[Excerpts from a dataset]
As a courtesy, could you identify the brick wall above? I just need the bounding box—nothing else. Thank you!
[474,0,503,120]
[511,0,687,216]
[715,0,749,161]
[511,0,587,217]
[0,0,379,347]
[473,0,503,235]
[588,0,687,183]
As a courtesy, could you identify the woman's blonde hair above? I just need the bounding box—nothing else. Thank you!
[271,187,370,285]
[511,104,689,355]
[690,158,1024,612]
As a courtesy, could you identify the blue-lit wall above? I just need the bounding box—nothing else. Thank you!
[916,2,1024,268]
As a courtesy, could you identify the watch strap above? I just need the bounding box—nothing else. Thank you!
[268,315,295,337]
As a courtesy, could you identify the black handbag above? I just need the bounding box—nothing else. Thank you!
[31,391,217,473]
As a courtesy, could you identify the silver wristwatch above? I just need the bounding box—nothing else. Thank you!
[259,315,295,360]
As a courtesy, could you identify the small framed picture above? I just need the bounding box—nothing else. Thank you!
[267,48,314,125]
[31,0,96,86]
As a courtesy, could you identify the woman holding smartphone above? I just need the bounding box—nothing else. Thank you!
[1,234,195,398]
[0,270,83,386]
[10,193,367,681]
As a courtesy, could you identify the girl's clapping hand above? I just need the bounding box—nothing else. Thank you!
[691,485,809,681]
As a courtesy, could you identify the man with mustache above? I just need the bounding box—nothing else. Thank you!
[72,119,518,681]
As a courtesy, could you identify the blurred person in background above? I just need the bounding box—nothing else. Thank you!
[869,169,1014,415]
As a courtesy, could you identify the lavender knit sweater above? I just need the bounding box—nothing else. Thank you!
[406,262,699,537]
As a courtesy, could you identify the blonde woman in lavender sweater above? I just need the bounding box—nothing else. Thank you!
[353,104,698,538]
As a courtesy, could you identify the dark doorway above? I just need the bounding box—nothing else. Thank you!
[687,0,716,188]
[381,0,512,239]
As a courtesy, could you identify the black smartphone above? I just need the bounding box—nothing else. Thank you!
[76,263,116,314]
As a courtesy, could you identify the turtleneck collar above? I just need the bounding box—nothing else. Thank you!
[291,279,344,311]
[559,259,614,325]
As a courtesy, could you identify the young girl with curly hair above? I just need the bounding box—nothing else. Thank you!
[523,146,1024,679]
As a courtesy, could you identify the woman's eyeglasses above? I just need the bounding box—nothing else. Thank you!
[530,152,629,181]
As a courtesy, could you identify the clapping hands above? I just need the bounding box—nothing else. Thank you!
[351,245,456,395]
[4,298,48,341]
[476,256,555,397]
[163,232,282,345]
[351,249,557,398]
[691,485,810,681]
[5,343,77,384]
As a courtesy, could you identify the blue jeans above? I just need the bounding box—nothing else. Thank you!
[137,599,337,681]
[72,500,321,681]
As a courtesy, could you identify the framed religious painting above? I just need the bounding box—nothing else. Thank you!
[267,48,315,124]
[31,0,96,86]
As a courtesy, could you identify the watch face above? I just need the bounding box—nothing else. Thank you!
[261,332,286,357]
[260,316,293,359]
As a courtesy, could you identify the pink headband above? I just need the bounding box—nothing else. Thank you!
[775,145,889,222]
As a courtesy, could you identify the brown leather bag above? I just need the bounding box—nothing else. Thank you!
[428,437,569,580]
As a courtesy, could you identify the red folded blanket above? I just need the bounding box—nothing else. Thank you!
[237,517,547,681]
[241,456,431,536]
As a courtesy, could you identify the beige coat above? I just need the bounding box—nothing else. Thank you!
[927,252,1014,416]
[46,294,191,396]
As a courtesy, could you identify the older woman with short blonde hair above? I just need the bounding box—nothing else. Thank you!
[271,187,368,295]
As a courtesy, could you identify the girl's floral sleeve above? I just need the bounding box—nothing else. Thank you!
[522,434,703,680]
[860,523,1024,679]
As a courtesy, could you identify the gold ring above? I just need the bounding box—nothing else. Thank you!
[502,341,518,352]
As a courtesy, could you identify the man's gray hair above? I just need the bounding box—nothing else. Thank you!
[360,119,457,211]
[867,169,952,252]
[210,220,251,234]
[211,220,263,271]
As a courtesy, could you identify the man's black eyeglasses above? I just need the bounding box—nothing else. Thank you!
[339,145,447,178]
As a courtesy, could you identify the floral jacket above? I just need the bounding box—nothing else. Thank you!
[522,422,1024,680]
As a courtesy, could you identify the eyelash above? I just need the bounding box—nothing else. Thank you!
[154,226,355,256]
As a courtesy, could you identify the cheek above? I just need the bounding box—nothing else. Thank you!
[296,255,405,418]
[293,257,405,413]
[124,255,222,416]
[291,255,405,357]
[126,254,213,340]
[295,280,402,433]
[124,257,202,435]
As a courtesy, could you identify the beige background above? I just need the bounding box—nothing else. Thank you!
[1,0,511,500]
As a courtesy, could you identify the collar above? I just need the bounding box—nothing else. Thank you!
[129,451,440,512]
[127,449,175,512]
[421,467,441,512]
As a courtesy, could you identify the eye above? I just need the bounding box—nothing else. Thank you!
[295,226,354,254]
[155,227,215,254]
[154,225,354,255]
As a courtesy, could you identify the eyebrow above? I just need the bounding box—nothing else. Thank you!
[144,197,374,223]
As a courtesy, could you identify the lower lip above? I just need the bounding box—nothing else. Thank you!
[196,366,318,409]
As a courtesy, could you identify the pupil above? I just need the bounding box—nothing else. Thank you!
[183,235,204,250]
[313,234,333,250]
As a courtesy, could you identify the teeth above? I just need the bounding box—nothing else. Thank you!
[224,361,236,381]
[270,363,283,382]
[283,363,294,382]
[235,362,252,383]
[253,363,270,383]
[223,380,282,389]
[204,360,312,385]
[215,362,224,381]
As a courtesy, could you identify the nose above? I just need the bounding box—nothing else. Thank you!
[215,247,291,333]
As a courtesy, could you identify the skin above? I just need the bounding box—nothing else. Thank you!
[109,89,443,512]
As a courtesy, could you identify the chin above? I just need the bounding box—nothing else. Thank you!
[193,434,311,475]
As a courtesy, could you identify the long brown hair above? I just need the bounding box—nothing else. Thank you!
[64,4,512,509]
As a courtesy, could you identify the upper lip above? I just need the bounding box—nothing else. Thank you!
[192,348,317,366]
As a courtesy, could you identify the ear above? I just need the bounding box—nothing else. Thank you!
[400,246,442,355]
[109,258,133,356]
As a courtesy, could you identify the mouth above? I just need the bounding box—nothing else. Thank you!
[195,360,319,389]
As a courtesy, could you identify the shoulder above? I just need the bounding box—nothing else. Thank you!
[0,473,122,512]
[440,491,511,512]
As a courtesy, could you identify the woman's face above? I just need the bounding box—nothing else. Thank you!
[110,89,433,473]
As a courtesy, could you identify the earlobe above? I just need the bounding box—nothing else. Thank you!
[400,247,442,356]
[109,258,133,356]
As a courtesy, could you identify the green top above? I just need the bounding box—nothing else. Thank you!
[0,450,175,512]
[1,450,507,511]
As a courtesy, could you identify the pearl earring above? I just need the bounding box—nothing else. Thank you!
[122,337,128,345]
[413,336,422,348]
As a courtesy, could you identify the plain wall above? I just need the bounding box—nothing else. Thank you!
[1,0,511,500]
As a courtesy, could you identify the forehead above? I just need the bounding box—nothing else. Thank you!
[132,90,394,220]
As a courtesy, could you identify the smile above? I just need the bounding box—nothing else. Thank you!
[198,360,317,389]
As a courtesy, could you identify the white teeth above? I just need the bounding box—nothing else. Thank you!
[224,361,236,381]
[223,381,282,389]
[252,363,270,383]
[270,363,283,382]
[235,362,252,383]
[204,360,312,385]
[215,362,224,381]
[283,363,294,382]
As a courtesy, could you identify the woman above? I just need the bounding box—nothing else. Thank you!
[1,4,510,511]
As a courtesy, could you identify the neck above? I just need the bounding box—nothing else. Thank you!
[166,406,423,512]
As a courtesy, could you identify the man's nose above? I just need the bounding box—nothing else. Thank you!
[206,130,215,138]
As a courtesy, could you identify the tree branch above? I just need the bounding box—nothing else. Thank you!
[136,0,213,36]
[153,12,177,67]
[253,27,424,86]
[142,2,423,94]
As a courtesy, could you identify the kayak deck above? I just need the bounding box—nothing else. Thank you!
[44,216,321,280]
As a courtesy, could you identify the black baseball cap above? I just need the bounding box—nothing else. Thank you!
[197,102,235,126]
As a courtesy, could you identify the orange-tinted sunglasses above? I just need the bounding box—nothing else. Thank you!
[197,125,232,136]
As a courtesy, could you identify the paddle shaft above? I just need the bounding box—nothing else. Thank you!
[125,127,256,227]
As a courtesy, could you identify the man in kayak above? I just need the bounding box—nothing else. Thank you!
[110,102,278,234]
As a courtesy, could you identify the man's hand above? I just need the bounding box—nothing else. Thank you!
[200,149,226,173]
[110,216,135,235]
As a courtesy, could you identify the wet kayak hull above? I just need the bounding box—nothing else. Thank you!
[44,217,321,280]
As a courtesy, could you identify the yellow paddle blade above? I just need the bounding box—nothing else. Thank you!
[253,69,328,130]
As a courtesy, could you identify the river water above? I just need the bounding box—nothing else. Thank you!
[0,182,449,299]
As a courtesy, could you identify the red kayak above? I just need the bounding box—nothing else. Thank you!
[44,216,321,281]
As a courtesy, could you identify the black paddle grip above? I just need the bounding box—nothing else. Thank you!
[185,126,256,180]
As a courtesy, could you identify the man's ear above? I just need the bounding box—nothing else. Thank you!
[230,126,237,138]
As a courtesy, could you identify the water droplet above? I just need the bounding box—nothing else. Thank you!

■ WHAT IS EXPECTED
Could you quote, exactly as they appear, the line containing "As a courtesy, could you identify the man's ear" and every line after it to the end of the records above?

■ SOLUTION FOR THIS PROBLEM
As a courtesy, could you identify the man's ear above? I just need the bounding box—nothing else. Thank you!
[230,126,237,138]
As a courtesy, could you identify the water droplet above? I just need the bounding box—nothing else. Thank you!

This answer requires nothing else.